## Exercise prompt
Format the data below as a JSON list of strings, with each line as one string and any blank lines omitted.

## The input
┄┄┄┄┄┄┄┄┄┄┄┄┄┄┄┄┄┄┄┄

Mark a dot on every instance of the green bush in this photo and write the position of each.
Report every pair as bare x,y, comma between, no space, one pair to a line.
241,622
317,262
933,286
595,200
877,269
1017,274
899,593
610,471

┄┄┄┄┄┄┄┄┄┄┄┄┄┄┄┄┄┄┄┄

## Written answer
[
  "Mark a dot on every instance of the green bush in this photo and write the position of each.",
  "Report every pair as bare x,y, comma between, no space, one pair to a line.",
  "241,622",
  "317,262",
  "933,286",
  "595,200",
  "877,269",
  "1017,274",
  "899,593",
  "610,471"
]